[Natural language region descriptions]
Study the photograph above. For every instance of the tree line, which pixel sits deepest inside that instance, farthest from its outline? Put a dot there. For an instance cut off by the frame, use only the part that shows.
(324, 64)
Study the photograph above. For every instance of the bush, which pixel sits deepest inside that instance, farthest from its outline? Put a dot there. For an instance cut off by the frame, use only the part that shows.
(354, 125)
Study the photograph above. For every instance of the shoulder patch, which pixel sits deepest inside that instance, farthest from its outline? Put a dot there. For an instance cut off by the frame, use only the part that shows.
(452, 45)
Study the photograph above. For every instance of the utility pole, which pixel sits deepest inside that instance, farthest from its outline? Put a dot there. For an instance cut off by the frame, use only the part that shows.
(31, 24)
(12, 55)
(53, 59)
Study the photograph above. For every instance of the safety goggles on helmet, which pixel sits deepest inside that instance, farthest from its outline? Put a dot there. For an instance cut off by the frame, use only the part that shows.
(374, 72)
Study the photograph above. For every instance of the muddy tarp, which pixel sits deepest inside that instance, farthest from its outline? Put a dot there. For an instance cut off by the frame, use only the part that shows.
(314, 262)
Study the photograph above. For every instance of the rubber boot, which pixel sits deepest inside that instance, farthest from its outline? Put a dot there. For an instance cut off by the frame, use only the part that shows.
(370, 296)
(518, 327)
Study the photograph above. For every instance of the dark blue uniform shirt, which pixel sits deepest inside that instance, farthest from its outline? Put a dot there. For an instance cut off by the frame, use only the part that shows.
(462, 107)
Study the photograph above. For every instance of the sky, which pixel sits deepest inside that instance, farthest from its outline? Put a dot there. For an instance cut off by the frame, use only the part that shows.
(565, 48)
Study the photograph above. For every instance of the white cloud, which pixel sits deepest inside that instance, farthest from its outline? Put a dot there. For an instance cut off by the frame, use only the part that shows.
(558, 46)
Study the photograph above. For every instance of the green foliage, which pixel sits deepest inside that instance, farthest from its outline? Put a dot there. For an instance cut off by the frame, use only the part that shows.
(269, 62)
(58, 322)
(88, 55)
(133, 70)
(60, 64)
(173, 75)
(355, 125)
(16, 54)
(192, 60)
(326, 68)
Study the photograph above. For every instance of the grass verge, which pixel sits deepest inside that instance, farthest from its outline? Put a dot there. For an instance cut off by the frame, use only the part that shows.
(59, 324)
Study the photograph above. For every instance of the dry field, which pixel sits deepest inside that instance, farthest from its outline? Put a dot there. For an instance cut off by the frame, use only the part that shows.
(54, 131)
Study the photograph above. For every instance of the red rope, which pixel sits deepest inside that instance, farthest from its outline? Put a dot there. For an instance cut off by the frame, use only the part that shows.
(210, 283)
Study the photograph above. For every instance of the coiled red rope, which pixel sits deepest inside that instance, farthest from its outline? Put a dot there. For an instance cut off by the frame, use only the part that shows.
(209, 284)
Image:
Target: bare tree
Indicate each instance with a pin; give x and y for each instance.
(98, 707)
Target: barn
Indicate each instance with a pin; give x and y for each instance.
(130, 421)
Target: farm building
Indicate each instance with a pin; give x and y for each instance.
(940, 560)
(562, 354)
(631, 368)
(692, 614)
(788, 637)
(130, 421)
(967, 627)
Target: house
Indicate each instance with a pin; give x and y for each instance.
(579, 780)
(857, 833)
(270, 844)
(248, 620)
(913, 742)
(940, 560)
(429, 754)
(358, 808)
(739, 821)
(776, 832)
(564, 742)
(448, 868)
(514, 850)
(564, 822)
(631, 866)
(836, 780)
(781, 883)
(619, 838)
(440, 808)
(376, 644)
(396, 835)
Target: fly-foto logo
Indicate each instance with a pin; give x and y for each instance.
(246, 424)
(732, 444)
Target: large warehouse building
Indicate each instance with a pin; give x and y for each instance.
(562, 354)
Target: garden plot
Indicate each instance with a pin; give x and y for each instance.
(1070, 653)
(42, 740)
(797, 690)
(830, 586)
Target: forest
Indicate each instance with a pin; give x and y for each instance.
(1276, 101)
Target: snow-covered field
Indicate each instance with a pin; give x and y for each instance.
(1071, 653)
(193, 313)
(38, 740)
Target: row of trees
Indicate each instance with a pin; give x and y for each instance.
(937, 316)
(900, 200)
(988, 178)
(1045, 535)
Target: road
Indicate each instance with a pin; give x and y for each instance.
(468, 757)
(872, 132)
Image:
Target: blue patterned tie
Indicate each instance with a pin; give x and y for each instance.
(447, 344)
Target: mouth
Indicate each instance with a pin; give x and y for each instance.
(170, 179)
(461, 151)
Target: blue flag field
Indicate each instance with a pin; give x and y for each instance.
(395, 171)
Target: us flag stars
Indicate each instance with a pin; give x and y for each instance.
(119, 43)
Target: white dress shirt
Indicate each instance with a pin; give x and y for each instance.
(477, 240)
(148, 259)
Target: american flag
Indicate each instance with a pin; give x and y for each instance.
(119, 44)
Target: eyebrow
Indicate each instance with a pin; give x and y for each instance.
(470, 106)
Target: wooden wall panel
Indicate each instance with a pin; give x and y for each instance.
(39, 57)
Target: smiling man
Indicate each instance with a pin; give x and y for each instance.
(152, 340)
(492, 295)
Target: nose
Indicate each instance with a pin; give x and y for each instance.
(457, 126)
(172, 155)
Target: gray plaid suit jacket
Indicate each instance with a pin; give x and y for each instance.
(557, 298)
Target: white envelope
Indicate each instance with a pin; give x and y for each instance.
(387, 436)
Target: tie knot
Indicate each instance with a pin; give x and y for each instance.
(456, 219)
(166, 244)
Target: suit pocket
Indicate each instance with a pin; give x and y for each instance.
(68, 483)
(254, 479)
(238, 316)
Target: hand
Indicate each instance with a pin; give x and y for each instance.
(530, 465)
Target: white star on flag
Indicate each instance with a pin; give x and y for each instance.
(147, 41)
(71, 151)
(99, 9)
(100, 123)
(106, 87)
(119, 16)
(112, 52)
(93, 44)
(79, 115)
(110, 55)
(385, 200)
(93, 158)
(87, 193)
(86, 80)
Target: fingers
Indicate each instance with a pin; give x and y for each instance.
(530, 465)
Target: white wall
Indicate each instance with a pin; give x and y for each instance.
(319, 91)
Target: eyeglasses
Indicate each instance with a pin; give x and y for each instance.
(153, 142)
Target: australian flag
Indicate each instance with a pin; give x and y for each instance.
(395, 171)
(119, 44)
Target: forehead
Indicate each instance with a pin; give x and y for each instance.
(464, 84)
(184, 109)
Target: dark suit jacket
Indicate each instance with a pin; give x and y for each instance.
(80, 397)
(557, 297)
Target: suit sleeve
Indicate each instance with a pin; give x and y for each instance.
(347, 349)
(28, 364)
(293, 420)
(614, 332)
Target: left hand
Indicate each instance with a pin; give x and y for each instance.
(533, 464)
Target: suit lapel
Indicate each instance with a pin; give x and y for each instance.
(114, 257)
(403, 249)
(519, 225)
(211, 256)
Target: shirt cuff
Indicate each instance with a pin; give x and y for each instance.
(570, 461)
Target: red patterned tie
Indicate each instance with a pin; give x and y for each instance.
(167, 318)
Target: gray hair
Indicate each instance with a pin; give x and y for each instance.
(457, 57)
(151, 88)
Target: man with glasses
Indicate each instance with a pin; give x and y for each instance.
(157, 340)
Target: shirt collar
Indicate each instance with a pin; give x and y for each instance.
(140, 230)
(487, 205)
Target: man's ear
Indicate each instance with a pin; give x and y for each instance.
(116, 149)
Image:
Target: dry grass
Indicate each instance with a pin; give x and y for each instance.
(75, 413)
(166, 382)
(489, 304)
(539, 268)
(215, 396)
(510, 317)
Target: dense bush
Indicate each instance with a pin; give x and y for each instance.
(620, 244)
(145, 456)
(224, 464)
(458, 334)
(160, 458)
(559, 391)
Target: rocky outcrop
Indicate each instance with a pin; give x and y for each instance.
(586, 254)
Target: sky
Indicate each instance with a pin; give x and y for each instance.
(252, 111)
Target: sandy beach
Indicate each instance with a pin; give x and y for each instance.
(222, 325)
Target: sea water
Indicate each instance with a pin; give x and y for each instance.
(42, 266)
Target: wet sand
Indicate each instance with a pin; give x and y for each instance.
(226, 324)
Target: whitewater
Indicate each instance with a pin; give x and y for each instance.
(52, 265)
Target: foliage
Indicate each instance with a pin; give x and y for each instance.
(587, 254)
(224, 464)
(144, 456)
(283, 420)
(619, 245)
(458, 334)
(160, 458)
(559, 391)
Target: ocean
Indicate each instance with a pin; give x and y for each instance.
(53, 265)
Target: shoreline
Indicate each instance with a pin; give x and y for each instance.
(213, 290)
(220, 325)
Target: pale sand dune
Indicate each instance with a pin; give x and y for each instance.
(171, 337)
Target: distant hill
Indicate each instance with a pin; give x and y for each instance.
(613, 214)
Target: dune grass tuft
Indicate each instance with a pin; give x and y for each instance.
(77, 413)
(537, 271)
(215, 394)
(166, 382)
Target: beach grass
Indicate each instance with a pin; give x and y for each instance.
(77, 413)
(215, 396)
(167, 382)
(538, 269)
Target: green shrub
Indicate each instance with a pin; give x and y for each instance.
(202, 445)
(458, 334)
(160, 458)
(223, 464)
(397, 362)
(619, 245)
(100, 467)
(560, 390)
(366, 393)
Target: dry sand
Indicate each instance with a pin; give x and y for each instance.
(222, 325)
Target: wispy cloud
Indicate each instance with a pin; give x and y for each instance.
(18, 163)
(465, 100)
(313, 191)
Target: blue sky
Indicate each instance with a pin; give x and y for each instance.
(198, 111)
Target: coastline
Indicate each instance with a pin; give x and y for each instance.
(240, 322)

### TRY IT
Start with the line above that contains "Target: mouth" and stop after the line that contains "Target: white dress shirt". Output those lines exactly, and only those.

### ANSWER
Target: mouth
Indicate each instance with a pin; give x and y for each instance.
(170, 179)
(461, 151)
Target: blue flag field
Indicate each instance with a pin; give x and y for each instance.
(395, 171)
Target: us flag stars
Indicate each instance with a pin; give x and y for each instance.
(119, 43)
Target: white dress shirt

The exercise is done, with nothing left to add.